Just back from a trip to Portland, I got a hankering to try a recipe tailor made to match pinot noir. That means reluctantly going to the second-most-frustrating cookbook I own, The Wine Lover's Cookbook (sorry, Robin, it was a gift...). It has a recipe for Grilled Pork Tenderloin with Pomegranate Sauce. Two tenderloins are sauced with 2 T chopped shallot, 1 T olive oil, 1/2 cup each port and pinot noir, 2 T raspberry vinegar, 1/4 tsp peppercorns, 1/4 c. pomegranate concentrate, 1/2 cup orange juice, 1.5 c. stock, 2 star anise pods, 1 tsp. honey (or to taste), and 2 T butter. The book says, "This pomegranate sauce brings out a similar flavor in many pinot noirs - a sweet-tart character that is quite intriguing. The use of star anise in the sauce plays into the exotic Asian spice character that can show itself in both the bouquet and flavor of many pinot noirs."

So, what would you pair with this somewhat sweet recipe? Here is the selection of pinot noirs in the cellar, courtesy of CellarTracker:

375ml 1998 Acacia Pinot Noir Carneros (Carneros, Napa Valley, California, USA)

750ml 1996 Régis Bouvier Côte de Nuits Villages Cuvée Vielles Vignes (Côte de Nuits Villages, Côte de Nuits, Burgundy, France)

----

■ GIVEN PROBLEM 1: In the post on pairing pinot noir with pork tenderloin, which spice does the book say plays into the exotic Asian spice character of many pinot noirs?
■ GIVEN PROBLEM 2: Write the next part of the post on pairing pinot noir with pork tenderloin, starting after its final line.

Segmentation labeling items
----

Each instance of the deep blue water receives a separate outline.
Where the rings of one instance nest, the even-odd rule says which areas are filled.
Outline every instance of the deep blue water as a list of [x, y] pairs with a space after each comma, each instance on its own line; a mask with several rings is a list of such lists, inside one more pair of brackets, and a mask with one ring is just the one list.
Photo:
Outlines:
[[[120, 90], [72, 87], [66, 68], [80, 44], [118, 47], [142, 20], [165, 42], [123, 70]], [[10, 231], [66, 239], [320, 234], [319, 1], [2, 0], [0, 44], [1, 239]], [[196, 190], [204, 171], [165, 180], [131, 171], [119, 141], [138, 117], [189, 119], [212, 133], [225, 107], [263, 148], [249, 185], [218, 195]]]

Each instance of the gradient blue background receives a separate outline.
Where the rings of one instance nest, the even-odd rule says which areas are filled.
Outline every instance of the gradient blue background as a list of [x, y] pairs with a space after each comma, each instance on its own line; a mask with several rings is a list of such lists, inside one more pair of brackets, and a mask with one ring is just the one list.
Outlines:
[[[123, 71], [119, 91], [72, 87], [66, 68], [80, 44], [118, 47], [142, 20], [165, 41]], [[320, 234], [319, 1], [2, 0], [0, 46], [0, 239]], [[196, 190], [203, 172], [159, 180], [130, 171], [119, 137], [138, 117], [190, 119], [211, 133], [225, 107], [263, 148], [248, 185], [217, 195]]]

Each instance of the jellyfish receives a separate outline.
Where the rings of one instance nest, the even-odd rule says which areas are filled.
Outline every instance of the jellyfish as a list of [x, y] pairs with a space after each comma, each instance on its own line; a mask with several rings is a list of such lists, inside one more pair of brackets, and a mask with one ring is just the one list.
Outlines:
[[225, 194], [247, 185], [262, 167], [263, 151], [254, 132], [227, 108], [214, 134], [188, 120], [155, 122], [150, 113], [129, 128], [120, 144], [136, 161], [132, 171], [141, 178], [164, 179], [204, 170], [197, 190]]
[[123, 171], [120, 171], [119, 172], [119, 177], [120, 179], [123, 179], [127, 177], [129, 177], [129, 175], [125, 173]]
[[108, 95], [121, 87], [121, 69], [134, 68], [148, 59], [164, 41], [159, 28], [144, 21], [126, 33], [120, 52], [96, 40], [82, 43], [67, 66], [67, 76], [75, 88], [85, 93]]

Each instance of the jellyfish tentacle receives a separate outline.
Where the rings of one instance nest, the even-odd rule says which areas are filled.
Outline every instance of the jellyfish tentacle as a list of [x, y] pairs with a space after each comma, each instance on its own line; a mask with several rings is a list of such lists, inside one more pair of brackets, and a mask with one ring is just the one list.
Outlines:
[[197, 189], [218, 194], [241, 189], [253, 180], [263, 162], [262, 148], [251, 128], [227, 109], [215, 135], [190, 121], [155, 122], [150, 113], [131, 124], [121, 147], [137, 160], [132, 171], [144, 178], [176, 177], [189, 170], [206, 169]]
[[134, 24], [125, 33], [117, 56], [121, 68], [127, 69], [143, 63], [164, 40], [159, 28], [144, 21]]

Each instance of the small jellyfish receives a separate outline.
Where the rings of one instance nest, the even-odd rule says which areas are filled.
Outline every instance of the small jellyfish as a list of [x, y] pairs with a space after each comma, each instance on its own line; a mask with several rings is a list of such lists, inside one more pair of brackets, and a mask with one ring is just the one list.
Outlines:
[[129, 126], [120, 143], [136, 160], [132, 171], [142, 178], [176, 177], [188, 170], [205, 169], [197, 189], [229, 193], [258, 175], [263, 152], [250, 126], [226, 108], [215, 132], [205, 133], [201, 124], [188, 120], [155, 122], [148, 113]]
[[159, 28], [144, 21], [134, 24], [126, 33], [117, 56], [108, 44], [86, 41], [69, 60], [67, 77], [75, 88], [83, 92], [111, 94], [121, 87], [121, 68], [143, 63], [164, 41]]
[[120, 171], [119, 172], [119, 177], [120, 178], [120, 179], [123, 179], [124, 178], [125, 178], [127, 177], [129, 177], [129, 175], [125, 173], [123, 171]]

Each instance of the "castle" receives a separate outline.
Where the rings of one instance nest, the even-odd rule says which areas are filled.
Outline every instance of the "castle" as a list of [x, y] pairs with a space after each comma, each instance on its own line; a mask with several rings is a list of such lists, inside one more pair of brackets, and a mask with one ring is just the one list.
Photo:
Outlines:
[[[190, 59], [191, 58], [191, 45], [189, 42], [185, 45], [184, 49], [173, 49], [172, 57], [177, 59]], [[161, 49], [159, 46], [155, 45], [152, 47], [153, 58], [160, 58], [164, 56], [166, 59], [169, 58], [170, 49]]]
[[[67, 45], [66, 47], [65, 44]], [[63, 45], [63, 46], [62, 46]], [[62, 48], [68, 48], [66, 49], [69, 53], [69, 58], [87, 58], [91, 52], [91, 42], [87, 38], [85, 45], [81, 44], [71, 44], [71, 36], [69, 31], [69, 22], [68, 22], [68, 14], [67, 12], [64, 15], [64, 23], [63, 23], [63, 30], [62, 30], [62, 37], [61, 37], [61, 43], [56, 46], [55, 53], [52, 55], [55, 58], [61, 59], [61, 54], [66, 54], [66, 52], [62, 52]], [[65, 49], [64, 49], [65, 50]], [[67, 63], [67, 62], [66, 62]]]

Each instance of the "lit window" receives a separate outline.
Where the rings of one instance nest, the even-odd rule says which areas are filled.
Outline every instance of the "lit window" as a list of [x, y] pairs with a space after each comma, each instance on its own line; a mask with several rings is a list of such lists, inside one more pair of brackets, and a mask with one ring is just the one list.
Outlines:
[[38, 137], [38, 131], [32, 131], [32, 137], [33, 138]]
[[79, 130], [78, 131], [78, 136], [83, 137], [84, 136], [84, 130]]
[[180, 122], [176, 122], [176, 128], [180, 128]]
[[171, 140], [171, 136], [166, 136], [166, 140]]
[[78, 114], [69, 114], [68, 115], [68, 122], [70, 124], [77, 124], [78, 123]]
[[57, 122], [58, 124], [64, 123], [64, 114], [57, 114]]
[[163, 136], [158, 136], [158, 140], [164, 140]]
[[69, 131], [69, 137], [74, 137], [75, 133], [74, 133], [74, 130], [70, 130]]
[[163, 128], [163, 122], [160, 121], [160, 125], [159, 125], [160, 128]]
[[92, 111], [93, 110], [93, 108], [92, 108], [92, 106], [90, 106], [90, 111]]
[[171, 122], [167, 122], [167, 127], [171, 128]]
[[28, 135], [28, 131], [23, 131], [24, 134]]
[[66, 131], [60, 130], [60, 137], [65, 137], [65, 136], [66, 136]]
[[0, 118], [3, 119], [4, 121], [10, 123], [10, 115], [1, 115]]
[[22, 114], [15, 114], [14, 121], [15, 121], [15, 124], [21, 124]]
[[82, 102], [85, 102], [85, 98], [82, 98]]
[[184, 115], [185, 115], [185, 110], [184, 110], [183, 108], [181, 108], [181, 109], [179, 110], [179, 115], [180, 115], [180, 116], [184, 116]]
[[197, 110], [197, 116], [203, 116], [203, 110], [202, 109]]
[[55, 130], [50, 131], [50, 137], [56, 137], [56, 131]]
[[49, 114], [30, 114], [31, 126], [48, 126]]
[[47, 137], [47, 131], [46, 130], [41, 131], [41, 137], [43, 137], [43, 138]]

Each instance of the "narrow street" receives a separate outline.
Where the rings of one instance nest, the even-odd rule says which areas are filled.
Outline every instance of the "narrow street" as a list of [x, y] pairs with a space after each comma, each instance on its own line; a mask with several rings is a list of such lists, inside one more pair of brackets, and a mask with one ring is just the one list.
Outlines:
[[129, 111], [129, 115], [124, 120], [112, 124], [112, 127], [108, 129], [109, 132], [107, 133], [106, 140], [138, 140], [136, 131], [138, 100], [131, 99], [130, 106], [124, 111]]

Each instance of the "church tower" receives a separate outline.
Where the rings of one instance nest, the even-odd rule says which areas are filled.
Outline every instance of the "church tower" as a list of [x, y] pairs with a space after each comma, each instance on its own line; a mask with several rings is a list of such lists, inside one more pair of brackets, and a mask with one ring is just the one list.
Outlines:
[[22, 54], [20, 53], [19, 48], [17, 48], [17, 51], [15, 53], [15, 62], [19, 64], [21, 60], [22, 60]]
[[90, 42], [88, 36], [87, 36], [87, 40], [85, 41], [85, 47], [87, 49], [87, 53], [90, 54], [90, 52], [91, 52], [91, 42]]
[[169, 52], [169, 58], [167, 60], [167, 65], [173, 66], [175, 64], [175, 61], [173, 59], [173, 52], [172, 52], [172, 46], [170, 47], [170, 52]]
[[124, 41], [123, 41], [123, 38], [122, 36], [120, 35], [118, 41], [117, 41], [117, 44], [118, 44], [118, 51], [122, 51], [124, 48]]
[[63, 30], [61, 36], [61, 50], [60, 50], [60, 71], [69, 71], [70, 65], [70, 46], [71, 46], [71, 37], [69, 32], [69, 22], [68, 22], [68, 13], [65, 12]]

----

■ FINAL ANSWER 1: Star anise.

■ FINAL ANSWER 2:
750ml 2001 Brick House Pinot Noir Cuvee Du Tonnelier (Willamette Valley, Oregon, USA)

750ml 2000 Firesteed Cellars Pinot Noir (Oregon, USA)

750ml 2001 Navarro Vineyards Pinot Noir (Mendocino, North Coast, California, USA)

750ml 2001 Domaine Serene Pinot Noir Yamhill Cuvee (Willamette Valley, Oregon, USA)

750ml 2001 Sokol Blosser Pinot Noir (Willamette Valley, Oregon, USA)

750ml 2001 St. Innocent Pinot Noir (Willamette Valley, Oregon, USA)

750ml 1997 Tollot-Beaut & Fils Bourgogne (Bourgogne, Burgundy, France)

750ml 2001 Torii Mor Pinot Noir (Oregon, USA)

750ml 2000 Van Duzer Pinot Noir "Barrel Select" Estate (Willamette Valley, Oregon, USA)

750ml 1999 Van Duzer Pinot Noir "Flagpole Block" Estate (Willamette Valley, Oregon, USA)

750ml N.V. Georges Vesselle Coteaux Champenois Grand Cru (Coteaux Champenois, Bouzy, Champagne, France)

750ml 2001 Willakenzie Estate Pinot Noir (Oregon, USA)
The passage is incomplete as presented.